Challenge: Report every row below that contains the string "shorts", copying each such row in full. Case counts, so only matches with the same capitalization qualify.

--- Start ---

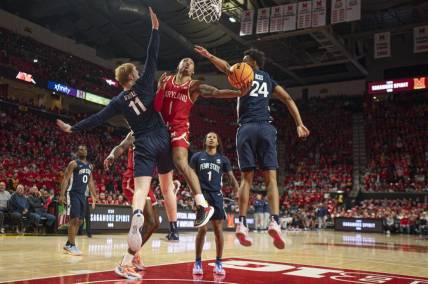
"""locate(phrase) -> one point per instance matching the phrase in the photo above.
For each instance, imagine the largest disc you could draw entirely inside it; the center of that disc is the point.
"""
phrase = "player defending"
(151, 216)
(152, 141)
(77, 177)
(175, 98)
(209, 166)
(256, 138)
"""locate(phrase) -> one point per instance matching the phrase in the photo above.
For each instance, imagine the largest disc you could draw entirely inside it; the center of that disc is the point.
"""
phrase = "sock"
(200, 200)
(275, 218)
(243, 220)
(127, 259)
(173, 226)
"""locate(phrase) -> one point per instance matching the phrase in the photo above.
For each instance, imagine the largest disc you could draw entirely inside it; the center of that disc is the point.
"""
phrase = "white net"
(207, 11)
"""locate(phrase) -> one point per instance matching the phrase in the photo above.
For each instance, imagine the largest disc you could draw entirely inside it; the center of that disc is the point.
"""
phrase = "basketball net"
(207, 11)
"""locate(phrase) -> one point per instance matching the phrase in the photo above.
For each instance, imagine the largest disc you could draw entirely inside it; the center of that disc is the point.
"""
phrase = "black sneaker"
(203, 215)
(173, 236)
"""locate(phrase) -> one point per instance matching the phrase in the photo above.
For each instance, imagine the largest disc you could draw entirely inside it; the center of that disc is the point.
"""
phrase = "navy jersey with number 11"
(210, 169)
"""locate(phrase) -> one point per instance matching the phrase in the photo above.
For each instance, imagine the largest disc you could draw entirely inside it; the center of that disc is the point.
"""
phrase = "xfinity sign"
(398, 85)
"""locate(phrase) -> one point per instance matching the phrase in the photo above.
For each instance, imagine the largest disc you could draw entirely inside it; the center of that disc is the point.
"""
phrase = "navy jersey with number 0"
(80, 178)
(254, 107)
(136, 105)
(210, 169)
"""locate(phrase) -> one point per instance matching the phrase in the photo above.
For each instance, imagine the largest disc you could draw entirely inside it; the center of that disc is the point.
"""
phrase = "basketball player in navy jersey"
(256, 138)
(152, 140)
(77, 177)
(210, 165)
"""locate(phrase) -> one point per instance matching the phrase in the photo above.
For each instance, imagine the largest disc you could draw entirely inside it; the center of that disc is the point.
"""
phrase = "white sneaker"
(275, 232)
(242, 235)
(127, 272)
(134, 236)
(197, 268)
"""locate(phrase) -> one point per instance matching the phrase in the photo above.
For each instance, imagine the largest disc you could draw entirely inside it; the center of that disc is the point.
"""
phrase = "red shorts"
(179, 136)
(128, 189)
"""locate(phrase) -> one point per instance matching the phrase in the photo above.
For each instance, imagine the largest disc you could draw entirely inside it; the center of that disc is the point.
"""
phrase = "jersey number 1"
(259, 89)
(136, 105)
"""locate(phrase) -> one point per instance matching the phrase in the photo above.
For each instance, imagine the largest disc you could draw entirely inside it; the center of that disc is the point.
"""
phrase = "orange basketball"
(240, 73)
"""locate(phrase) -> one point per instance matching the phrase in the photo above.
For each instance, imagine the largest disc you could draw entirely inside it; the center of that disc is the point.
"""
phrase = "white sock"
(200, 200)
(127, 259)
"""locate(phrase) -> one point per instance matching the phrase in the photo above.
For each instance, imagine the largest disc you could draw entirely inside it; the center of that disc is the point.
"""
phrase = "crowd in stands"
(396, 139)
(44, 62)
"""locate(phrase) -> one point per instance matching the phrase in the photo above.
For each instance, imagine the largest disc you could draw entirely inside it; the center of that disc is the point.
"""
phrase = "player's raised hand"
(302, 131)
(154, 18)
(108, 162)
(63, 126)
(245, 88)
(202, 51)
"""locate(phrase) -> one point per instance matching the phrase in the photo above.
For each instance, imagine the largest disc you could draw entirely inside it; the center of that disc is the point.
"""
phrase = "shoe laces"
(137, 259)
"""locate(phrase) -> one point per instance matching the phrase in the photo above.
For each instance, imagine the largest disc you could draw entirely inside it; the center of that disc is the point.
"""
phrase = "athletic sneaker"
(203, 215)
(138, 263)
(173, 236)
(72, 250)
(197, 268)
(218, 268)
(275, 232)
(134, 236)
(242, 235)
(127, 272)
(177, 185)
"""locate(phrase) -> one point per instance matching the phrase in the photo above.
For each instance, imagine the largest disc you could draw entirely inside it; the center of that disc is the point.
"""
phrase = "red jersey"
(176, 103)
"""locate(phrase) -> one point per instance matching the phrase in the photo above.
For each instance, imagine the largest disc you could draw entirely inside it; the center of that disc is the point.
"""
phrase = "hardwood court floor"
(30, 257)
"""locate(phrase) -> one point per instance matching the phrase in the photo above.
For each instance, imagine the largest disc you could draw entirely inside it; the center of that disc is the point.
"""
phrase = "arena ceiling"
(119, 28)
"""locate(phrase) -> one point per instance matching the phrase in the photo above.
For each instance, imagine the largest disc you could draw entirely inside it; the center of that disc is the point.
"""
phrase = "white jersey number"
(259, 89)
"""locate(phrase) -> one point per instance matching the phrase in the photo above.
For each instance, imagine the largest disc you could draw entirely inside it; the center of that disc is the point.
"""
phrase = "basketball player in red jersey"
(151, 215)
(174, 100)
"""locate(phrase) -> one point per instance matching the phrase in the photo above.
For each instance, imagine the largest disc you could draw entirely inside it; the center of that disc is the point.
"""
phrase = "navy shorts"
(76, 204)
(256, 142)
(215, 199)
(151, 150)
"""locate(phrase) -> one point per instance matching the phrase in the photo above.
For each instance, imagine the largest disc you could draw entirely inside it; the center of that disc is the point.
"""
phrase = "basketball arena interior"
(214, 141)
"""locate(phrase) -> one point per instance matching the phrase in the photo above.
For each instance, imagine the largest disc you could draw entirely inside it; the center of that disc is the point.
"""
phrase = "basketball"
(240, 73)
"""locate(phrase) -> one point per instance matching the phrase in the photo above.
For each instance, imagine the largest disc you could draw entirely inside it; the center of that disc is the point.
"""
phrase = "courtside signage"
(398, 85)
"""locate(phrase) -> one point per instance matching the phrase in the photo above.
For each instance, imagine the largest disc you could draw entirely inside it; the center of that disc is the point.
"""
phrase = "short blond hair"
(122, 73)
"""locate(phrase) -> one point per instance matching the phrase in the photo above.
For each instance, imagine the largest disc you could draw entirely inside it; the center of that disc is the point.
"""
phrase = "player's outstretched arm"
(285, 98)
(67, 175)
(208, 91)
(146, 81)
(221, 64)
(118, 150)
(93, 191)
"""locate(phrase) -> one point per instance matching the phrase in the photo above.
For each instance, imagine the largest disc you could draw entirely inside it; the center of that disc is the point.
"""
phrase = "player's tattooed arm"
(119, 150)
(65, 181)
(219, 63)
(286, 99)
(208, 91)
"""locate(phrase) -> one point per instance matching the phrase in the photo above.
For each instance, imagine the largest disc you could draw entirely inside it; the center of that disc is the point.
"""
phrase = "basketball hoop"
(207, 11)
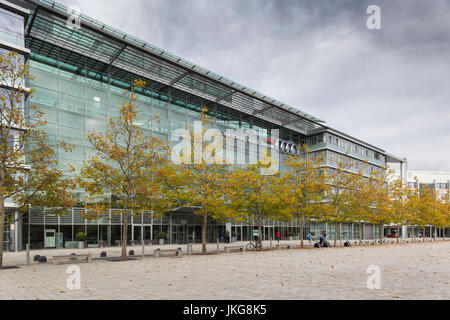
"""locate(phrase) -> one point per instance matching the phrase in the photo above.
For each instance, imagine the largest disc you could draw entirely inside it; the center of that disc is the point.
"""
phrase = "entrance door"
(268, 233)
(50, 238)
(147, 230)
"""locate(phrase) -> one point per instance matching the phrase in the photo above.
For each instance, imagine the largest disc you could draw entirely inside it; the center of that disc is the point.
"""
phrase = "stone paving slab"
(409, 271)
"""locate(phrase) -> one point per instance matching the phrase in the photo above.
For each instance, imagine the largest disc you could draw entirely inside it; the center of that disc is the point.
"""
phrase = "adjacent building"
(81, 68)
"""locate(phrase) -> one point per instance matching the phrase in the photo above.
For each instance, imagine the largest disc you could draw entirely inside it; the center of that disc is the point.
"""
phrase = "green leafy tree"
(259, 197)
(29, 174)
(307, 185)
(126, 163)
(200, 183)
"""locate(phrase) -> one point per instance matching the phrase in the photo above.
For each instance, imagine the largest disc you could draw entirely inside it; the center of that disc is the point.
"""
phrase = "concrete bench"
(234, 248)
(168, 252)
(72, 258)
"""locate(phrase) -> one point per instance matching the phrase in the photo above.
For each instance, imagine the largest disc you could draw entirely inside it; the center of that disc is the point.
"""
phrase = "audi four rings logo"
(285, 147)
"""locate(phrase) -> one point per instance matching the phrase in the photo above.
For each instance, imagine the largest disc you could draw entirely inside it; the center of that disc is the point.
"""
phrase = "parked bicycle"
(253, 245)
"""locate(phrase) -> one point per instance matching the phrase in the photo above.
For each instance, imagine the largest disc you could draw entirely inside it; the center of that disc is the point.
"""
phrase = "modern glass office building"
(81, 71)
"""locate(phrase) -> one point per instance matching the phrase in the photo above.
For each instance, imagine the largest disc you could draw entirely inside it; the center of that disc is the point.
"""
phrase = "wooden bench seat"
(234, 248)
(168, 252)
(283, 246)
(72, 258)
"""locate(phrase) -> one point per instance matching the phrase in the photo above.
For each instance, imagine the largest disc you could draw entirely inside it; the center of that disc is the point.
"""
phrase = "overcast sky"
(388, 87)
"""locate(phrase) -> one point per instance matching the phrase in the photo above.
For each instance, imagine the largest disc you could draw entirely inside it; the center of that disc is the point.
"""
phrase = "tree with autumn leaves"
(29, 173)
(307, 186)
(258, 198)
(126, 164)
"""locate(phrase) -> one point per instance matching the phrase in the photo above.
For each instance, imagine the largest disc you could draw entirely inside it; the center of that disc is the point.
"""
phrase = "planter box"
(71, 245)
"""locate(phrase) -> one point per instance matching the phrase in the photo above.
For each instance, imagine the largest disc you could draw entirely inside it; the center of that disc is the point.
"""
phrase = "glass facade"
(11, 27)
(80, 76)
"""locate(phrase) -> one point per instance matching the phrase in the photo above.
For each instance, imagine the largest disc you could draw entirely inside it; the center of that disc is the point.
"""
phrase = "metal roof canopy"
(114, 48)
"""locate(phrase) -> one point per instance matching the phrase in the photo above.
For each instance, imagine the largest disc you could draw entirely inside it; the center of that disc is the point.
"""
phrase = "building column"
(16, 232)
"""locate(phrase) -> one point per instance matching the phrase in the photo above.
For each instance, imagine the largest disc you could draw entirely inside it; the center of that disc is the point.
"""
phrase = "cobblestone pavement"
(408, 271)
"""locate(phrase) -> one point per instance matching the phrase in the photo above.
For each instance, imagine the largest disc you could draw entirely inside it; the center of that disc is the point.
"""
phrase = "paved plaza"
(408, 271)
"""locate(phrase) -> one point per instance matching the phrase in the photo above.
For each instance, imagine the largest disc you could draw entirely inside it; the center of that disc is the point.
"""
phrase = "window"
(11, 23)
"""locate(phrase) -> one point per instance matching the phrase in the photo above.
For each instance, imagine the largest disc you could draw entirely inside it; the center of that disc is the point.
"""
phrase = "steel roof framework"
(111, 48)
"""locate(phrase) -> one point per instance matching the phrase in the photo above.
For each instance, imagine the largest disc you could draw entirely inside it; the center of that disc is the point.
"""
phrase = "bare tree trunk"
(335, 234)
(360, 233)
(204, 224)
(2, 227)
(302, 221)
(125, 234)
(260, 235)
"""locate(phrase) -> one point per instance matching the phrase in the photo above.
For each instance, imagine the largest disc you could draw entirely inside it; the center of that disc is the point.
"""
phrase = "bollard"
(28, 254)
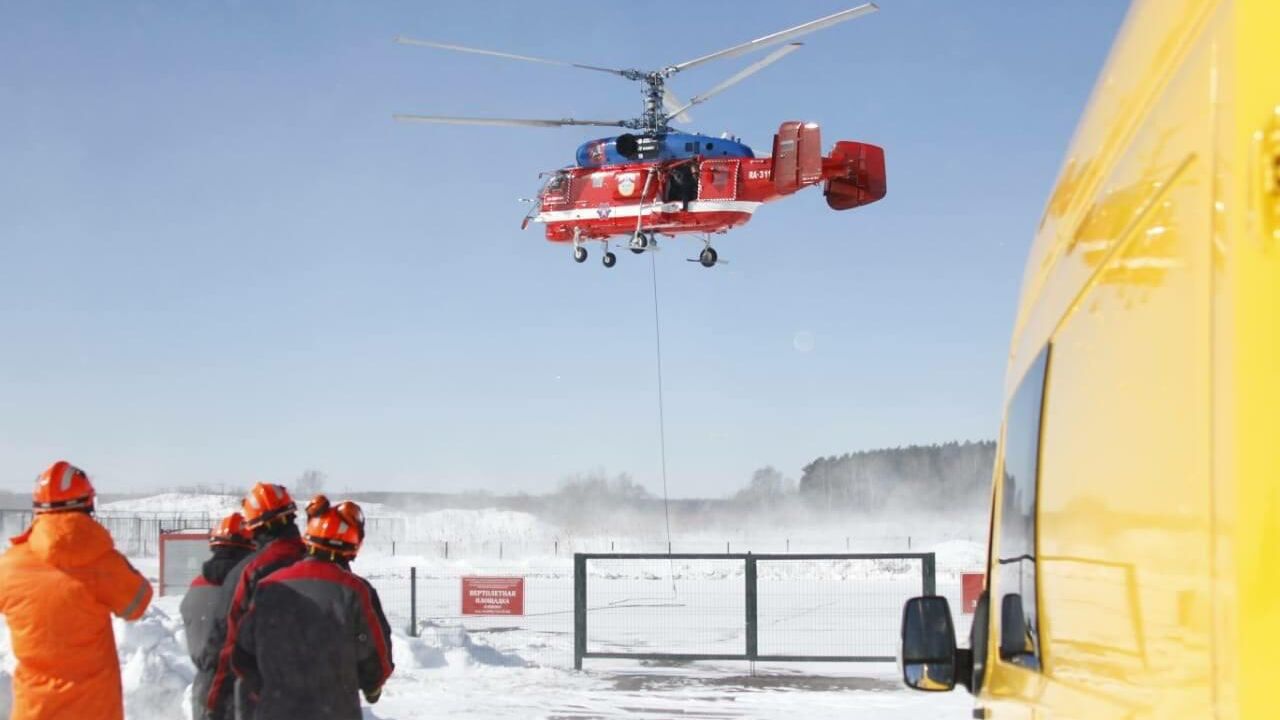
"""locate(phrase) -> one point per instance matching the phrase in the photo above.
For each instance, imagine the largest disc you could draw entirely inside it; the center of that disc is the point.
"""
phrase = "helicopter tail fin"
(862, 180)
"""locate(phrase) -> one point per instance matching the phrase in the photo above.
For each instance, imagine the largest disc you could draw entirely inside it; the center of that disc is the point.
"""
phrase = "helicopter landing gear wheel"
(708, 256)
(640, 242)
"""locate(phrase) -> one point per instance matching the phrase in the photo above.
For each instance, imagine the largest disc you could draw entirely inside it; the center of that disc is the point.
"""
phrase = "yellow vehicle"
(1134, 551)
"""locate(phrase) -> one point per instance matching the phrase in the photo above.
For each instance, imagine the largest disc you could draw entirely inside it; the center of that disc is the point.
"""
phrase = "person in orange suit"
(60, 582)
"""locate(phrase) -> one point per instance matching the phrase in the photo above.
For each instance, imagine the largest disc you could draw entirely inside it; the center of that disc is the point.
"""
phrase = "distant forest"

--- End ---

Full output:
phrase = "red shorts"
phrase = "navy shorts"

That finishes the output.